What is needed: Transcribe the entries that follow, word for word.

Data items
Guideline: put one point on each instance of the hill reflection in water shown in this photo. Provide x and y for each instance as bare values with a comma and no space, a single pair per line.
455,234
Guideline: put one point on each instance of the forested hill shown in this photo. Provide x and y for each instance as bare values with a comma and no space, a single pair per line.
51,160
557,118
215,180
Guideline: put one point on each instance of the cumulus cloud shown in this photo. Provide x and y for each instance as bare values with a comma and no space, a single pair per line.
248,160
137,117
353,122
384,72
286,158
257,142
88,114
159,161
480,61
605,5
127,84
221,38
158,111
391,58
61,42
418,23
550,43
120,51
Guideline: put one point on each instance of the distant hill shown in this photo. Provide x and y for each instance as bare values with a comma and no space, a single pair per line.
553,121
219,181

Written response:
Guideline: put one point on each instance of the hill reflection in water shown in this photo. Provide x and y for each instance as bare values with a comma and no space, a single pair per line.
455,234
Guideline: put one point on each instance of the forested hill shown in this photo. Provide x and y for each instance as bare values with a comma and no space, a single pair per line.
51,160
557,118
215,180
Guideline: put one point on each instance of the cumulus cloud shown in this photo. Provide x and y for each instance as bare values with a comma and no space, a single pair per line.
248,160
137,117
353,122
384,72
286,158
257,142
88,114
159,161
480,61
605,5
127,84
221,38
158,111
391,58
61,42
418,23
550,43
120,51
Guideline: put one point on each instance of the distant hill shown in this photo. Provide x and y for each instance as bare values with a comma and no space, a single pair per line.
553,121
219,181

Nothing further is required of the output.